- [PROBLEM]: Write out each of the lines below word for word, leaving out the pictures.

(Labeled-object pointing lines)
>>>>>

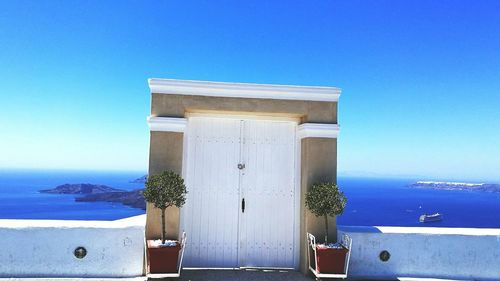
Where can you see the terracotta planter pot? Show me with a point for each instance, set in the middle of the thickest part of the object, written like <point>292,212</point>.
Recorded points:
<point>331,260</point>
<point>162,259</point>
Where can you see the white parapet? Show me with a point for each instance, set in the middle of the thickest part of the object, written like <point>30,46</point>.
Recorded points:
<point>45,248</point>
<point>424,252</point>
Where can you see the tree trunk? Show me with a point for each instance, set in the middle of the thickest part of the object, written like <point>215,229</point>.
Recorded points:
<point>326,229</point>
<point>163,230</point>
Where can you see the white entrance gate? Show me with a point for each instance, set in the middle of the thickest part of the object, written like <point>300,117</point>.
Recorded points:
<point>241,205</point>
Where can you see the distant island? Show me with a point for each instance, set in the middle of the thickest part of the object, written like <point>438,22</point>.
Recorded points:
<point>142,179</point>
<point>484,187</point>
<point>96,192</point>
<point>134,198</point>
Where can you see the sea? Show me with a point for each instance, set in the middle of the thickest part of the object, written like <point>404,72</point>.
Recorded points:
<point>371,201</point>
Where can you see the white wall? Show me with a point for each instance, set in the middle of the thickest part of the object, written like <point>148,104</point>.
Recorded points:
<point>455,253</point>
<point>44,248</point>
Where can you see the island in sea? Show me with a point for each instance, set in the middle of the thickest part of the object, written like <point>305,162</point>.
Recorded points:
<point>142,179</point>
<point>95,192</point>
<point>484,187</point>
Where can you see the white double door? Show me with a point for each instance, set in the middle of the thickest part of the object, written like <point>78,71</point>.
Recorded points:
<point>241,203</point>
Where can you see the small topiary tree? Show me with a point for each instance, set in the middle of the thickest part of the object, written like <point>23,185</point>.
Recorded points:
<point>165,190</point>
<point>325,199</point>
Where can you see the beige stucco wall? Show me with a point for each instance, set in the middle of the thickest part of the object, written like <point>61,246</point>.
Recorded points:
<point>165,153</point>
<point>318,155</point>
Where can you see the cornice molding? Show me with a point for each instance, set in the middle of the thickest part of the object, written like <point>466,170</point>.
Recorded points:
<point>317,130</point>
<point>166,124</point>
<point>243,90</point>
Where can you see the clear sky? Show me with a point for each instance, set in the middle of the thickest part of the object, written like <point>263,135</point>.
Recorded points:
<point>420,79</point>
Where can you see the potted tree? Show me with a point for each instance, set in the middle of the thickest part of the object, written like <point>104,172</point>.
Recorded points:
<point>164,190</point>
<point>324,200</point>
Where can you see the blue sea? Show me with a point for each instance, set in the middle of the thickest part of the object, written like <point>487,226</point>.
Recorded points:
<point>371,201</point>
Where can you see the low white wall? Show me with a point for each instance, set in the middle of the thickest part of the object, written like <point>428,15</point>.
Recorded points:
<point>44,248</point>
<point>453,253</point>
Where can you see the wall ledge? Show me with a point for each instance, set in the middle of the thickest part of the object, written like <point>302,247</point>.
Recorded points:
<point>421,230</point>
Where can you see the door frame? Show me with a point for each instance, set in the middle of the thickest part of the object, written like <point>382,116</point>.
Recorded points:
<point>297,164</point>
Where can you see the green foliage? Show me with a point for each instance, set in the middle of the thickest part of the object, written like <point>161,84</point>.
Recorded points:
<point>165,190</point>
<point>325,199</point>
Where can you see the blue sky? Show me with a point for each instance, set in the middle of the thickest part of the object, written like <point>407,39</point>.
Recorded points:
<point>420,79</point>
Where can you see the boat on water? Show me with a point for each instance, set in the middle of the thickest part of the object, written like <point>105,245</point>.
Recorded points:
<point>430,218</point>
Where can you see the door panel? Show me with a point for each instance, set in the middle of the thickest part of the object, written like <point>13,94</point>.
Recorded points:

<<<<<

- [SOLVED EXERCISE]:
Where can you see the terracotta planter pot? Show me with a point for each instance, set in the middle of the thickest part of the object, written like <point>292,212</point>.
Recorded points:
<point>331,260</point>
<point>162,259</point>
Where can you see the white parapet? Show me with a point for each instance, set in the middle of the thickest part of the object, written like <point>30,46</point>.
Recorded points:
<point>45,248</point>
<point>424,252</point>
Where can you see the tree trunk? Show me with a point for each instance, set in the middle of the thickest part of the object, written like <point>215,229</point>.
Recorded points:
<point>326,229</point>
<point>163,230</point>
Where can you see the white entrance gate? Show me with a point for each instance, set in the middle of the thickest part of the object, written like <point>300,117</point>.
Recorded points:
<point>241,205</point>
Where can you see the distant island? Show me with a point for each instance, set in the middle of the thickest part of the object, written like <point>438,22</point>.
Recorded points:
<point>142,179</point>
<point>484,187</point>
<point>96,192</point>
<point>134,198</point>
Where can you see the sea? Show me with a point for each instance, set in the middle of the thickest part of the object, written like <point>404,72</point>.
Recorded points:
<point>371,201</point>
Where can you see the white wall? Show me with a point for each instance, set in the middle of the thickest part of the object, written like <point>148,104</point>.
Recorded points:
<point>455,253</point>
<point>44,248</point>
Where can you see the island in sea? Show me with a point for each instance, set in the middle of the thickest part of the object, written like <point>305,162</point>.
Recorded points:
<point>142,179</point>
<point>95,192</point>
<point>484,187</point>
Where can you see the white double door? Show me with a point for each instance, set in the middle of the thickest part of the object, written like <point>78,71</point>.
Recorded points:
<point>241,203</point>
Where can you see the small topiary tree? Show me with a point for each instance, set in the middle of the thickest part of the object, written like <point>23,185</point>.
Recorded points:
<point>165,190</point>
<point>325,199</point>
Where can you see the beige stucco wall? Show me with a point for each instance, set in the middle of the thickest part of the object, written like <point>61,246</point>.
Recorded points:
<point>165,153</point>
<point>318,155</point>
Where can you see the cornice molding? Show me with a point for each instance, set in the middle of the thickest part of the object, written like <point>466,170</point>.
Recorded points:
<point>317,130</point>
<point>166,124</point>
<point>243,90</point>
Where can you see the clear sky? Show me with a point for each instance, set in the middle of the thickest part of the object, written like <point>263,135</point>.
Recorded points:
<point>420,79</point>
Where can you see the potted tree? Show me with a point for each instance, set in the middle of the thickest part of the object, written like <point>104,172</point>.
Recorded points:
<point>164,190</point>
<point>324,200</point>
Where can you see the blue sea? Show me with a point for each instance, set in the middle of the thickest part of the object, written like <point>487,226</point>.
Recorded points:
<point>371,201</point>
Where can you see the low white wall? Show me with a point for each instance, set in the middle of the thickest part of the object, written like <point>428,15</point>.
Recorded points:
<point>44,248</point>
<point>453,253</point>
Where can you see the wall ledge? Show me with a point for each instance, set in the middle of the thickest part of the object, written like <point>302,247</point>.
Recorded points:
<point>421,230</point>
Where can you see the door frame? Show me with a point for each instance, set in the middle of the thickest part of the object, written like <point>382,116</point>.
Recorded points:
<point>297,164</point>
Where can you see the green foliage? Show me with a point for each instance, set in the middle of the thickest part of the object, written like <point>161,84</point>.
Recorded points:
<point>165,190</point>
<point>325,199</point>
Where can you see the blue sky? Show me with a point for each instance, set in the middle of the thickest part of the object, written like <point>407,39</point>.
Recorded points:
<point>420,79</point>
Where can you see the boat on water? Show me with a point for each instance, set in the middle of the thickest part of the object, written like <point>105,245</point>.
Recorded points:
<point>430,218</point>
Where can you see the door panel? Show me with a point for each instance, set in the middle of the thickest part of the object, written like <point>13,94</point>.
Recorded points:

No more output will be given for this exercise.